━━ PAGE TEXT

On that same date that the documentary aired, the University of Houston announced that the career of red shirt junior quarterback David Piland was over. This was because of concussion injuries, and Piland's inability to pass the school's concussion protocol. The school acknowledged that Piland had suffered two concussions over the past two seasons, and it's possible that he had experienced more.

Football is a physical sport. Players face the prospect of a crippling injury every time they step on the field. But it's the concussion issue that has been climbing to the forefront, and which may be the most devastating of the injuries.

UH head coach Tony Levine said that Piland appeared to be outwardly okay. He could handle bright lights, his balance was fine, that he appeared to be mentally okay. Yet he could not pass the protocol, leaving the doctors with no choice to tell him not to play, and to retire.

"Starting quarterback David Piland has been going through our concussion management plan since he was injured in the first half of the game a few weeks ago against Temple," Levine said. "We've had extensive meetings, both he and I and certainly with our medical staff. Over the past few days, our medical staff has advised David Piland to no longer play football. This has not been easy, certainly on David and his family. Moving forward, he is going to definitely continue to be a part of our program, travel with the team, be at meetings, and be at practice. We are going to certainly support him in every way possible. He is a young man that has handled everything throughout his entire career here with class." Thinking about Piland makes you think of other players. Rice QB Taylor McHargue has also suffered from concussions, and was removed from a game earlier this year when his head coach David Bailiff noticed that he wasn't responding normally to questions on the sideline. And in the run-up to Rice's next game, Bailiff made it clear that McHargue would play only if he passed the school's concussion protocol.

Perhaps this is just a college thing, the schools being extra careful with concussions. As Frontline made clear, the NFL is still in denial over the concussion issue -- even in the big concussion settlement that just came down, the league refused to admit that repeated concussions can be dangerous. That the NFL is in denial is rather amazing concerning the suffering of many past stars. The stories of Mike Webster and Junior Seau are perhaps most devastating, but then think of players like Steve Young and Troy Aikman who retired because of concussions, then think of the non-stars who didn't make the millions and are now struggling to get through life.

━━━━
━━ EXTRACTED DATA

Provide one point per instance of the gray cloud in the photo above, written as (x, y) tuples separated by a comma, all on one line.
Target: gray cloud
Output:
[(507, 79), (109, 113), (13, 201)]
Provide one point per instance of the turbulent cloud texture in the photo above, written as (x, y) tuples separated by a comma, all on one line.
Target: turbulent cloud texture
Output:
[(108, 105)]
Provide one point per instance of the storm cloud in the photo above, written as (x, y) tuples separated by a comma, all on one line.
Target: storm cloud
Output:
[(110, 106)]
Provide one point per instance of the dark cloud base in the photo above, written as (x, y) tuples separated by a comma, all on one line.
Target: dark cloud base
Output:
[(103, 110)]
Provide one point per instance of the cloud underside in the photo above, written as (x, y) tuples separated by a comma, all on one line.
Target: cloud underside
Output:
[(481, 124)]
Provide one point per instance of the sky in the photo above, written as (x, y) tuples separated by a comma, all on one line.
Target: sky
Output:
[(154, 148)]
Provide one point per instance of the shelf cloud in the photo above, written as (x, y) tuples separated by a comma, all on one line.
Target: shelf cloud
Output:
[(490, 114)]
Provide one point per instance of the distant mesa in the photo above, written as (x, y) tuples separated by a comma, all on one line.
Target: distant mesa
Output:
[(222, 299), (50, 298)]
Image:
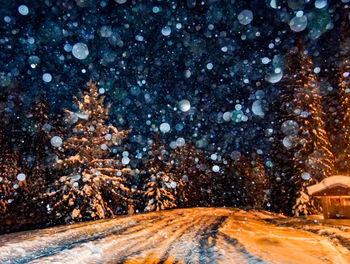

━━━━

WORK INSTRUCTION 1 >> In the text on football concussions, during which game was David Piland injured before entering the concussion management plan?
WORK INSTRUCTION 2 >> Translate this sentence from the text on football concussions into Spanish: "Players face the prospect of a crippling injury every time they step on the field."

TASK RESULT 1 >> He was injured in the first half of a game against Temple.

TASK RESULT 2 >> Los jugadores enfrentan la posibilidad de una lesión incapacitante cada vez que pisan el campo.